§ Vorliegender Auszug
☆ ☆ ☆ ☆

Die Klage blieb ohne Erfolg. Das Finanzgericht (FG) hielt zwar abweichend von dem RFH-Urteil in RStBl 1930, 810 eine bilanzberichtigende Einbuchung der Schadensersatzforderungen gegen T bereits vor dem Entdeckungszeitpunkt für geboten, lehnte jedoch die Berücksichtigung früherer Unterschlagungen im Streitjahr ab, da die Vorjahre (1975 bis 1977) im Zeitpunkt der Aufdeckung der Unterschlagungen mangels endgültiger Veranlagung noch hätten berichtigt werden können.

Mit ihrer vom FG wegen grundsätzlicher Bedeutung der Rechtssache zugelassenen Revision rügt die Klägerin Verletzung des § 4 Abs. 2 Satz 1 des Einkommensteuergesetzes (EStG).

Die Klägerin beantragt, die Vorentscheidung aufzuheben und die Sache zur anderweitigen Verhandlung und Entscheidung zurückzuverweisen.

Das FA beantragt, die Revision zurückzuweisen.

 

Entscheidungsgründe

Die Revision ist begründet; sie führt zur Aufhebung der Vorentscheidung und zur Zurückverweisung der Sache zur anderweitigen Verhandlung und Entscheidung (§ 126 Abs. 3 Nr. 2 der Finanzgerichtsordnung - FGO -).

1. Entgegen der Auffassung des FG durften die fehlerhaften Bilanzansätze - jedenfalls teilweise - durch nachträgliche Einbuchung der in früheren Jahren entstandenen Schadensersatzforderungen gegen T in der Anfangsbilanz des Streitjahres richtiggestellt werden.

☆ ☆ ☆ ☆

§ Bereitgestellte Einträge
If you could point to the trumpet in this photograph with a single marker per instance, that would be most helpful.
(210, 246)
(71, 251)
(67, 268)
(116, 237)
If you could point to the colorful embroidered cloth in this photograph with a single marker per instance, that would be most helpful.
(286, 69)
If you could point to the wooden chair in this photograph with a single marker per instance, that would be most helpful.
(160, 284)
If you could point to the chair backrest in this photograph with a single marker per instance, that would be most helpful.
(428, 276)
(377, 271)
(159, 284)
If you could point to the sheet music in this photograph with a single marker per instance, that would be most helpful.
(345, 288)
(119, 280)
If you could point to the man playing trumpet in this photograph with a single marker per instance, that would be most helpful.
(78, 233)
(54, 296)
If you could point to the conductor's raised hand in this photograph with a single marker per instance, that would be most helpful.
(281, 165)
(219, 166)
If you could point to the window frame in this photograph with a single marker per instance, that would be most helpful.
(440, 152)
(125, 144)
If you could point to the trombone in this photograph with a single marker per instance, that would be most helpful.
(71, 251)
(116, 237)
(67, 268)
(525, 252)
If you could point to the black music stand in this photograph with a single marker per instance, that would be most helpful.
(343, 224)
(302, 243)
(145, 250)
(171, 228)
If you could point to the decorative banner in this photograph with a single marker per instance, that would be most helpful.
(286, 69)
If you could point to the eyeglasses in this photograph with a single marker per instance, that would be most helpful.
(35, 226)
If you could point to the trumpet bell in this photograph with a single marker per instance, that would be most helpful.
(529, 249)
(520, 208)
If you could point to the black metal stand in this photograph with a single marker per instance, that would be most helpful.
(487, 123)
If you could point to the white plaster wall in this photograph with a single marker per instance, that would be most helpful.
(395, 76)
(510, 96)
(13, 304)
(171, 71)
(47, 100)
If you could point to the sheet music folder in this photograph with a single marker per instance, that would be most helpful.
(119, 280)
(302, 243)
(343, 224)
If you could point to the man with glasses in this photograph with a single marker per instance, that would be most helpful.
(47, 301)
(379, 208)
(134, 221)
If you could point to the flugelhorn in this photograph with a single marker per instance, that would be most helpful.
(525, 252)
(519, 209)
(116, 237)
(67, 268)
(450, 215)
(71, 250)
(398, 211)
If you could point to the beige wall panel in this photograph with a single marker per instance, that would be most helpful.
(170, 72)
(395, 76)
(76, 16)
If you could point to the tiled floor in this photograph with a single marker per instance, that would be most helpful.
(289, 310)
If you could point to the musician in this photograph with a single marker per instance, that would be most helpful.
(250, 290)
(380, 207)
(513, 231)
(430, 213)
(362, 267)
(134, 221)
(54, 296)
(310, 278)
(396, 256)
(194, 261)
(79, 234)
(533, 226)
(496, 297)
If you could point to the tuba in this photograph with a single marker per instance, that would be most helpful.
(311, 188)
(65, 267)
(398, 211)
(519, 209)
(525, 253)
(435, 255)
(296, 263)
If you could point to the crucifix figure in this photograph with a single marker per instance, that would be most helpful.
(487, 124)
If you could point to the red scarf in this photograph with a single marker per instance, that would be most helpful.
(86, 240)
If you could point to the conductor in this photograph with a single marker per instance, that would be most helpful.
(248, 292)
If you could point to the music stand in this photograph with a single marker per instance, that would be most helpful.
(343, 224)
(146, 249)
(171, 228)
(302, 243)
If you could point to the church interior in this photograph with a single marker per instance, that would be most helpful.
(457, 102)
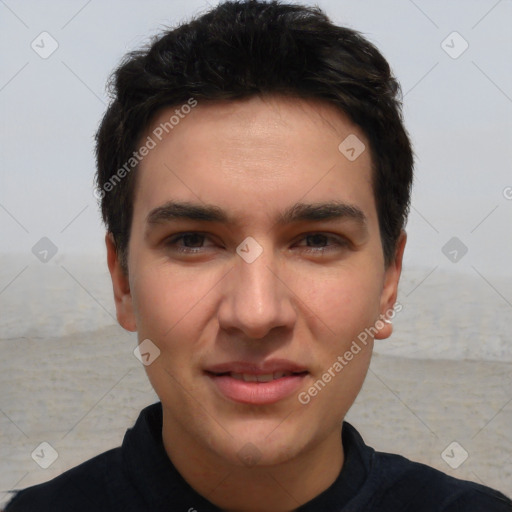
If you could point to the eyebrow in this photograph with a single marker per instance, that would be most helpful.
(174, 210)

☆ ☆ ☆ ☆

§ Übungsaufgaben
A - Beantworte die folgenden Fragen zum Urteilsauszug jeweils in einer eigenen Zeile.
(i) Gegen welche Vorschrift richtet sich die Rüge der Klägerin in ihrer Revision?
(ii) Was beantragt das FA?
(iii) Welche Jahre nennt der Urteilsauszug als Vorjahre?
B - Führe den Urteilsauszug im Anschluss an seinen letzten Satz fort.

§ Geordnete Antworten
A -
(i) Gegen § 4 Abs. 2 Satz 1 des Einkommensteuergesetzes (EStG).
(ii) Es beantragt, die Revision zurückzuweisen.
(iii) Die Jahre 1975 bis 1977.

B -
a) Nach dem Beschluß des Großen Senats des Bundesfinanzhofs (BFH) vom 29. November 1965 GrS 1/65 S (BFHE 84, 392, BStBl III 1966, 142) sind unrichtige Bilanzansätze grundsätzlich bis zur Fehlerquelle zu berichtigen. Ein rückwirkender Fehlerausgleich kann allerdings nur insoweit durchgeführt werden, als vorangegangene Veranlagungen und die ihnen zugrunde liegenden Bilanzen noch geändert werden können oder der Fehler sich bisher steuerlich nicht ausgewirkt hat (vgl. auch BFH-Urteile vom 30. November 1967 IV R 96/67, BFHE 90, 430, BStBl II 1968, 144, und vom 4. November 1986 VIII R 322/83, BFHE 148, 513, BStBl II 1987, 333 unter 2 b cc). Eine Berichtigung fortwirkender Bilanzierungsfehler hat deshalb grundsätzlich in der letzten noch offenen Veranlagung zu erfolgen. Nach dem Grundsatz des Bilanzenzusammenhangs ist allerdings in der Anfangsbilanz dieses Veranlagungszeitraums das Betriebsvermögen am Schluß des vorangegangenen Wirtschaftsjahres, das der Veranlagung dieses Jahres zugrunde lag, auch dann anzusetzen, wenn die das Betriebsvermögen darstellende Vorjahresbilanz unrichtige Wertansätze enthält (vgl. BFH-Urteil vom 13. September 1973 IV R 5/70, BFHE 110, 280, BStBl II 1973, 846).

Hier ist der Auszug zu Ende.